Na geração do Tio David, era ele, sem dúvida, o mais "ferrenho".
Na minha geração sou eu, de facto, embora haja muitos outros que se aproximam...
Tenho de estar atenta às reacções da novíssima geração. Entre as raparigas, não encontro candidatas. Entre os rapazes, sim!
Prometo esmerar-me, na escolha.

Maria Manuela Aguiar disse...

Docas disse: Que saudades do Tio David!
Lembro-me de ter almoçado muitas vezes, em casa da Tia Lena e do Tio David, com a Lecas e a Manela. Normalmente , o Tio David e a Manela discutiam muito, sobre tudo e mais alguma coisa, sobre política, sobre o papel das mulheres, e sempre a defenderem teses opostas. Ninguém mais tinha espaço para dizer nada... Acho que o Tio David gostava que lhe dessem "luta"! E a Manela dava.
Mas, quando passavam ao futebol, estavam sempre de pleno acordo!

Maria Manuela Aguiar disse...

A Docas ditou-me o depoimento pelo telefone, e eu escrevi-o no papel, pelas palavras dela.
Mas posso acrescentar que ela tem, provavelmente, toda a razão.
Mesmo a jogar futebol ou volei com os pequenos, no verão, na praia, ele queria sempre que eu estivesse do outro lado. Para "dar luta"...

Maria Manuela Aguiar disse...

Há coisas que nos dão tanto prazer, quando somos crianças, que não só não esquecemos, como até as ligamos à memória com um sentimento que permanece actual, como se ainda fosse possível repetir a vivência, com o mesmo infantil deleite!
Estou muito concretamente a pensar nos chocolates - da Regina ou da Favorita, não sei bem, qualquer que fosse a marca eram deliciosos -que os Tios nos ofereciam na Avenida de Espinho, num pequeno quiosque, com o especial atractivo de todos eles serem "sorteados". Ou seja, jogávamos a nossa sorte, furando um pequeno painel, que continha bolinhas de cores, cada qual correspondente a um chocolate diferente, maior ou menor.

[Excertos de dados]
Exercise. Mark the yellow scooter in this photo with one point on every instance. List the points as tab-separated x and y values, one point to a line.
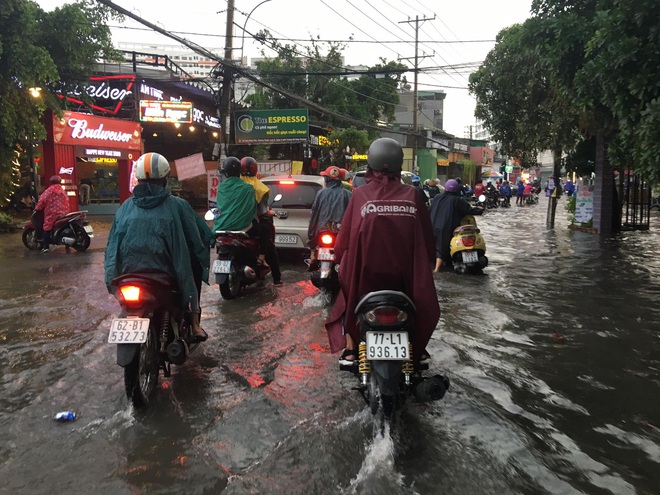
468	247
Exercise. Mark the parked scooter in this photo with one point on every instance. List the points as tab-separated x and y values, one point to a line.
239	263
468	247
385	367
325	275
151	334
71	230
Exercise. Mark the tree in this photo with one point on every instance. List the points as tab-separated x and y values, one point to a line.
319	77
54	51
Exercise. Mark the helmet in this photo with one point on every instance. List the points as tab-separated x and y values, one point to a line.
386	155
452	186
152	166
231	167
249	166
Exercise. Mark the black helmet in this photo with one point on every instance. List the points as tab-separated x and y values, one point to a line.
249	166
385	155
231	167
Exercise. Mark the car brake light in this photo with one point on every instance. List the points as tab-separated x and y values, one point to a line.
327	239
386	315
130	293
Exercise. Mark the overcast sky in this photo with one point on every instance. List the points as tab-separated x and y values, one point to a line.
379	29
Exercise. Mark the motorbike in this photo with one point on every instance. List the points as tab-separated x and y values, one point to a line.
238	264
468	247
388	377
71	230
152	332
326	277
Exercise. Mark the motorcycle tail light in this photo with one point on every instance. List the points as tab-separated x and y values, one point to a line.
130	293
327	239
386	315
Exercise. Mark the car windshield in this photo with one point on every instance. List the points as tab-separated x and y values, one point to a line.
294	194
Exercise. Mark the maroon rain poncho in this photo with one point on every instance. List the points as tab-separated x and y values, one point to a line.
385	243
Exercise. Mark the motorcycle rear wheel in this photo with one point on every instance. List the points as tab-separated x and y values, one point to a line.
141	375
30	240
231	287
82	239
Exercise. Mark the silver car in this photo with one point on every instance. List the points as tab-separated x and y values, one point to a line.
293	208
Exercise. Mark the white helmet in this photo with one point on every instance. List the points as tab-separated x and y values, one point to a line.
152	166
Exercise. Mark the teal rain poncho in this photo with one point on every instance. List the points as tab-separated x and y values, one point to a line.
154	230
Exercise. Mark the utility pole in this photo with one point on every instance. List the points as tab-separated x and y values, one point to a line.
415	92
227	78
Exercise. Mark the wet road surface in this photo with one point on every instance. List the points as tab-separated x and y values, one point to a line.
553	354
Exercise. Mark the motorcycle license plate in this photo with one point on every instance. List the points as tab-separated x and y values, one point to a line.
470	257
387	346
286	239
326	254
128	331
222	266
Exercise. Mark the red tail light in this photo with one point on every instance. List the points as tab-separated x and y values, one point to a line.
327	239
386	315
130	293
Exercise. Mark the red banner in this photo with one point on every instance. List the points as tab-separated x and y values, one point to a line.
89	130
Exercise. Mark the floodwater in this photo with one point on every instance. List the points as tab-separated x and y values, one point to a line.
553	356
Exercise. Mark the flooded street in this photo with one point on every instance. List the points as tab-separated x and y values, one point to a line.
553	356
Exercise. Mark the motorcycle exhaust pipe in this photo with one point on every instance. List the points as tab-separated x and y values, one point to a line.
249	273
433	388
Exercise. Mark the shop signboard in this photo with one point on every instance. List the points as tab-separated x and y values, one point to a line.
81	129
272	126
166	111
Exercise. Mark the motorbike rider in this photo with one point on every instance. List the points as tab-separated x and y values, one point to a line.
54	203
156	231
505	191
249	171
447	210
237	209
328	209
385	242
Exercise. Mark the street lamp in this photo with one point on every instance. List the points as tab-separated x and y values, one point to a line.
35	92
245	24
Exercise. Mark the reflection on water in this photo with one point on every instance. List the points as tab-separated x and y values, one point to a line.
553	356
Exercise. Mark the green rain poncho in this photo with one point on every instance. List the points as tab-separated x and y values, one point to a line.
153	230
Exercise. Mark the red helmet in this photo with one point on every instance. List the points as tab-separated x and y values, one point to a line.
249	166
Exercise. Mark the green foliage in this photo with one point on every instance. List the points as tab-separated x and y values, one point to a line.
51	50
313	76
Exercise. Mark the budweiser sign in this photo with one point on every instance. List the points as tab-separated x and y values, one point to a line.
90	130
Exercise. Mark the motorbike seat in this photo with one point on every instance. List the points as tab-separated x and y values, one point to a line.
383	298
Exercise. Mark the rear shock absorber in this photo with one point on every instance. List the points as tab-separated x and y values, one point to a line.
407	367
364	366
164	327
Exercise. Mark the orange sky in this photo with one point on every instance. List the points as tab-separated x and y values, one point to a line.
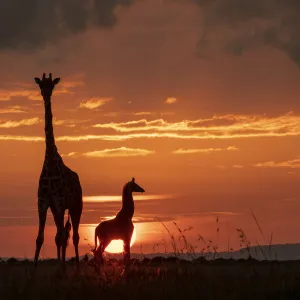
219	133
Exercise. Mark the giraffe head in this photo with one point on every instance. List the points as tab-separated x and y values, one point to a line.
135	187
46	85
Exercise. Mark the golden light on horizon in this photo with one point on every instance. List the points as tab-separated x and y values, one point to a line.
116	246
113	198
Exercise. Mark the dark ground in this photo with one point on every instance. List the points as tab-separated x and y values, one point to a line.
152	279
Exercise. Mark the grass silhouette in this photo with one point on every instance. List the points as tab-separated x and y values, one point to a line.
204	275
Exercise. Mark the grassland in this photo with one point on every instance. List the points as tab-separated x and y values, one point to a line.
157	278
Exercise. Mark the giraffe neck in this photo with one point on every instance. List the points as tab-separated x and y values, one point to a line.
50	141
127	202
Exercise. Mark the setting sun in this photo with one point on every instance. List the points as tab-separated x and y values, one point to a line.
116	246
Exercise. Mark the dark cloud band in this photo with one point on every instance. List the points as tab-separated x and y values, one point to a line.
30	24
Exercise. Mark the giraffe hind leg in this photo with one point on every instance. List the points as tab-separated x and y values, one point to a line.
75	218
40	236
60	234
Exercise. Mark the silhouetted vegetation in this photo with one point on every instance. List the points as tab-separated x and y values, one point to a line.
158	278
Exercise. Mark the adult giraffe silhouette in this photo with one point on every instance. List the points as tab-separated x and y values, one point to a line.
121	227
59	187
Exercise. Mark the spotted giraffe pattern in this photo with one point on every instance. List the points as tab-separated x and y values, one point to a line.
59	186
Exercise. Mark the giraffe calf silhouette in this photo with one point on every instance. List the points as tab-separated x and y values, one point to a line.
119	228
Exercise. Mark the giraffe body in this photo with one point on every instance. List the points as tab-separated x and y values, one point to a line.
59	186
121	227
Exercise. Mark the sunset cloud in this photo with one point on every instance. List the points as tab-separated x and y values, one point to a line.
95	103
171	100
293	164
19	123
12	110
204	150
143	113
217	127
119	152
69	154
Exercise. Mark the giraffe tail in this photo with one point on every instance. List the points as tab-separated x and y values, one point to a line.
68	228
96	240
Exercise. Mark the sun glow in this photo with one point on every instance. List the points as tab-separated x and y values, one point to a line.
116	246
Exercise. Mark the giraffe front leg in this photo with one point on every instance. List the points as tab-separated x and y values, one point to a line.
40	236
60	234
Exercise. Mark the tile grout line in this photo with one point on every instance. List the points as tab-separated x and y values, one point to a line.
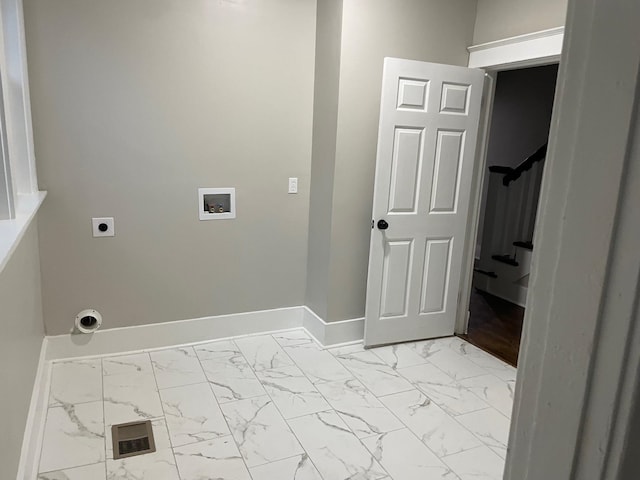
220	406
164	414
444	411
278	409
332	409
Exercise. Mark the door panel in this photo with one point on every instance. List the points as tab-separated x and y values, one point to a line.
435	273
397	268
448	157
426	147
407	157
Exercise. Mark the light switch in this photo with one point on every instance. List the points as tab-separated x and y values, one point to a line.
293	184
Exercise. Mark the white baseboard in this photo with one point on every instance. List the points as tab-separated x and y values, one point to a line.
333	333
167	334
183	332
34	429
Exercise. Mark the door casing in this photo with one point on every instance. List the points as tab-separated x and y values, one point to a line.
530	51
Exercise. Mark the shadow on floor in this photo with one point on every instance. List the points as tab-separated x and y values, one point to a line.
495	326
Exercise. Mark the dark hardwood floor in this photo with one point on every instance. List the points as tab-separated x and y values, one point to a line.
495	326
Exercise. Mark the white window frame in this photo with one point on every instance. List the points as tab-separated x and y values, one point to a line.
19	195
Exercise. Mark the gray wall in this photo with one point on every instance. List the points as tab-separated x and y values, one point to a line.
497	19
20	342
135	106
429	30
325	118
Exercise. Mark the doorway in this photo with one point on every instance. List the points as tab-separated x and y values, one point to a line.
516	151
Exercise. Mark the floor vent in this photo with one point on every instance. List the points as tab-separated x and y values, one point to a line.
130	439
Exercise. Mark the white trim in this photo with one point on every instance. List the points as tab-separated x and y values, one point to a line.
34	429
533	49
12	231
522	51
168	334
333	333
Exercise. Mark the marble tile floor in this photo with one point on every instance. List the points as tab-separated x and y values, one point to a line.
280	407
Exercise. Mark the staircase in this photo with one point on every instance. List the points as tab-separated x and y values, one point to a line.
507	240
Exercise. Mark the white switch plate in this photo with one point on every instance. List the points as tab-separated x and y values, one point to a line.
293	184
108	221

> [Problema A]:
Responda a estas perguntas sobre as memórias do Tio David:
(i) Segundo o depoimento da Docas, sobre que assunto o Tio David e a Manela estavam sempre de pleno acordo?
(ii) De que forma a Docas transmitiu o seu depoimento?
(iii) Em que local ficava o pequeno quiosque onde os Tios ofereciam os chocolates?
> [Problema B]: Prossiga as memórias sobre o Tio David a partir da última frase apresentada.

> [Resposta do exercício A]:
(i) Sobre o futebol.
(ii) Ditou-o pelo telefone.
(iii) Na Avenida de Espinho.

> [Resposta do exercício B]:
Era um duplo gozo!...
A bola dourada dava o primeiro prémio. Acho que nunca o consegui... A Lecas tinha uma mão mais fadada do que eu.
Mas, quando ficávamos desapontadas, o Tio David pagava outra rodada de furinhos no painel!

Maria Manuela Aguiar disse...

Estive em Chaves, este fim-de-semana, numa reunião da APE (Associação dos Portugueses do Estrangeiro). É uma cidade que eu relaciono com o Tio David, quase como se ele fosse flaviense.
Os Tios faziam lá, sempre, o seu tratamento termal, no verão. E os meus Pais, que nunca foram adeptos de termalismo, seguiam com eles, em puro turismo. Passavam duas semanas divertidas, com muitos passeios a Espanha. Um ano ou outro, eu, que estava no governo, e tinha imensas solicitações de emigrantes daquela região, fazia-lhes uma visita, ainda que breve. Era tão agradável! Eles todos tão "radiosos", rejuvenescidos, descontraídos, a contar aventuras do quotidiano. Com o Tio David, havia, sempre, episódios memoráveis - e ninguém melhor do que ele para os relatar, com humor...
A minha última excursão com Pais e Tios, a recordar os bons velhos tempos, teve Chaves por cenário. Daí que voltar a essa cidade, beber um copo de água nas termas, como fiz no domingo, é lembrar, automaticamente, o Tio David, com o mesmo copo de água na mão, no mesmo local... Alegre, e ainda vigoroso. O incomparável Tio David!
Chaves e Fátima eram, na terceira idade, já, os únicos destinos das viagens anuais dos Pais e dos Tios
Lena e David.
Terras onde foram felizes, e, por isso, também para mim, terras de boa memória!

Maria Manuela Aguiar disse...

Outro episódio inesquecível, passado em Chaves.
Foi na sala de estar do hotel - cujo nome não recordo, mas, na altura, era o melhor, e não sei se até o único - que assisti, vezes sem conta, à repetição da final da maratona ganha pelo Carlos Lopes, seguida da cerimónia de entrega da medalha de ouro. Era o tempo em que não havia tv nos quartos de hóspede e em que a RTP não tinha concorrência.
Levada pelo furor patriótico, que o Povo partilhava, a RTP voltava à notícia, a propósito e a despropósito. E, claro, lá se tocava o hino no acto cerimonial.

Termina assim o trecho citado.